Curriculum: Advanced Studio MAAD Urban Works, MArch and BArch
Date: Fall 2018, California College of the Arts, Architecture Division

Professor: Janette Kim

Students in this design studio asked how structural logics such as the ownership and management of land, access to resources like energy and water, and the social structure of households and communities can overlay onto the hydrological, biological and infrastructural challenges of sea level rise.  The studio (named after a poster circulated around New Orleans after Hurricane Katrina) built on the findings of the All Bay Collective to develop design strategies that support social and racial equity in Deep East Oakland.

Projects. We will produce experimental research, master plans, and building designs in three phases.

1. Research: Modules and Mashups
Examine the potential impact of existing design strategies on economies, ecologies, communities and governance structures at multiple scales. Use mash-up techniques—from the logical to the surreal—to spark unexpected and complex design propositions.

2. Master Plan: Designing for Uncertainty
Create a master plan that proposes sea level rise mitigation infrastructures and doubles the existing square footage in a 3-5 block area. Revisit the history of urbanism in our field to test how such approaches might be transformed today.

3. Building Design: New Narratives
Zoom in to the scale of half of a city block to resolve programmatic and aesthetic design questions raised by your master plan. Make huge graphic narratives to imagine how your design might change over time.

Sites. We will focus on Deep East Oakland, with an eye for influences at a broader urban and regional scale (including the San Leandro Bay and the San Francisco Bay, as well as the San Leandro Creek and other watersheds). We will look at the following neighborhoods in East Oakland: Brookfield Village/Columbia Gardens, Coliseum/Rudsdale/ Lockwood/Havenscourt, Highland/Elmhurst, Sobrante Park, Stonehurst, and Melrose.

Dataset entries »
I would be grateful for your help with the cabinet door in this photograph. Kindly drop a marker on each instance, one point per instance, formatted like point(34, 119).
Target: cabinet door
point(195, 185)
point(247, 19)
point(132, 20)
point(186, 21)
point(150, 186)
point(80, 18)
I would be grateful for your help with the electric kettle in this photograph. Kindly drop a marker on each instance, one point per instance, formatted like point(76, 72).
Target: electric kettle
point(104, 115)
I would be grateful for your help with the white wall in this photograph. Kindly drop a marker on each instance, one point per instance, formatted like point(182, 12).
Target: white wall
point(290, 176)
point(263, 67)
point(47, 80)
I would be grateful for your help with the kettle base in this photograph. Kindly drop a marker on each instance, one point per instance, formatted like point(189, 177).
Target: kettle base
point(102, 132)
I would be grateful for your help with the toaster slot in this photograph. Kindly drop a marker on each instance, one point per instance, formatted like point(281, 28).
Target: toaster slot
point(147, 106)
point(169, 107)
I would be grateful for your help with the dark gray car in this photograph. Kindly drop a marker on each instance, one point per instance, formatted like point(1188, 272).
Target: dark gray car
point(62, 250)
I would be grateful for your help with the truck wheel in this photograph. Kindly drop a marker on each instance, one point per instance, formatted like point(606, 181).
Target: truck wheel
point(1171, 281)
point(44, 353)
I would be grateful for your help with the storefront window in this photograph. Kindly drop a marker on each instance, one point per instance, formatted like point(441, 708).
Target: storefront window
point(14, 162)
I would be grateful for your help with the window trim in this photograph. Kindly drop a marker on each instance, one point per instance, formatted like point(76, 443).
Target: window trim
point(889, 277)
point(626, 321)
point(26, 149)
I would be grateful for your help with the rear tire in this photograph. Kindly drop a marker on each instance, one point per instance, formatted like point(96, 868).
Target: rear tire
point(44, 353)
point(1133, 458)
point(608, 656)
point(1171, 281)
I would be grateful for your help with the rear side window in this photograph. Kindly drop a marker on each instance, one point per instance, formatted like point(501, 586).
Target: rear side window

What is expected »
Reproduce the full studio curriculum above word for word, keeping its headings, numbered phases and line breaks.

Answer section »
Curriculum: Advanced Studio MAAD Urban Works, MArch and BArch
Date: Fall 2018, California College of the Arts, Architecture Division

Professor: Janette Kim

Students in this design studio asked how structural logics such as the ownership and management of land, access to resources like energy and water, and the social structure of households and communities can overlay onto the hydrological, biological and infrastructural challenges of sea level rise.  The studio (named after a poster circulated around New Orleans after Hurricane Katrina) built on the findings of the All Bay Collective to develop design strategies that support social and racial equity in Deep East Oakland.

Projects. We will produce experimental research, master plans, and building designs in three phases.

1. Research: Modules and Mashups
Examine the potential impact of existing design strategies on economies, ecologies, communities and governance structures at multiple scales. Use mash-up techniques—from the logical to the surreal—to spark unexpected and complex design propositions.

2. Master Plan: Designing for Uncertainty
Create a master plan that proposes sea level rise mitigation infrastructures and doubles the existing square footage in a 3-5 block area. Revisit the history of urbanism in our field to test how such approaches might be transformed today.

3. Building Design: New Narratives
Zoom in to the scale of half of a city block to resolve programmatic and aesthetic design questions raised by your master plan. Make huge graphic narratives to imagine how your design might change over time.

Sites. We will focus on Deep East Oakland, with an eye for influences at a broader urban and regional scale (including the San Leandro Bay and the San Francisco Bay, as well as the San Leandro Creek and other watersheds). We will look at the following neighborhoods in East Oakland: Brookfield Village/Columbia Gardens, Coliseum/Rudsdale/ Lockwood/Havenscourt, Highland/Elmhurst, Sobrante Park, Stonehurst, and Melrose.